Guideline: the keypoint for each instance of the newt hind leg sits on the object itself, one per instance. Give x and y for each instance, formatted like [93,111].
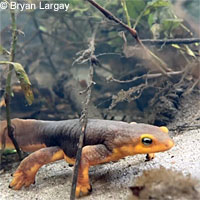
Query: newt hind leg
[91,155]
[25,173]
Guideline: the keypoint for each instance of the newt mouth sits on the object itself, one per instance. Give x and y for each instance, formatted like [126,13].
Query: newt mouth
[169,144]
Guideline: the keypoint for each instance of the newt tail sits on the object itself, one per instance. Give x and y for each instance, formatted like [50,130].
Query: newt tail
[105,141]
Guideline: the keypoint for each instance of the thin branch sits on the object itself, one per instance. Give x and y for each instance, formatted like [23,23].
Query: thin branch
[145,76]
[8,87]
[84,116]
[171,41]
[43,44]
[160,64]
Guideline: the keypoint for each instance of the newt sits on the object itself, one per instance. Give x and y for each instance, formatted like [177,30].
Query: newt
[105,141]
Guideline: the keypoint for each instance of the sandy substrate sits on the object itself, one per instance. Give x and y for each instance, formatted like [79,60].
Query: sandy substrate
[111,181]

____

## REQUIREMENTS
Please repeat the entries exactly. Do not include the pictures.

## RESULT OF THE EXERCISE
Guideline: the keypoint for each instance of the newt hind leg sits on the object itself, one per instance. Give x and y for each instance, formatted like [93,111].
Query: newt hind leg
[91,155]
[25,173]
Guideline: the keypoint for each instance of the newt mouth sits on the object itself, one per instance. Give x and y for each instance, formatted like [126,13].
Query: newt mouth
[169,144]
Guideline: the keypoint for each instance of the newt tail sits on the object itself, one per instance. Give x and y for each instance, formatted like [50,130].
Query: newt tail
[105,141]
Guideline: the keypoint for each instance of the thin branch sits on the object itself, one per instance. Give x and y for each instance, formatted like [23,23].
Query: thin branch
[145,76]
[8,87]
[84,116]
[171,41]
[43,44]
[160,64]
Guideline: the keypoint for each instance of the newt sits on the object itself, one per instance. Give x and y for each instance, formatted like [177,30].
Query: newt
[105,141]
Guideline: the keypoint for each instance of the sandy substrate sits on the object itself, one per instance. Give x and y for each instance, formatted like [79,60].
Query: sandy substrate
[111,181]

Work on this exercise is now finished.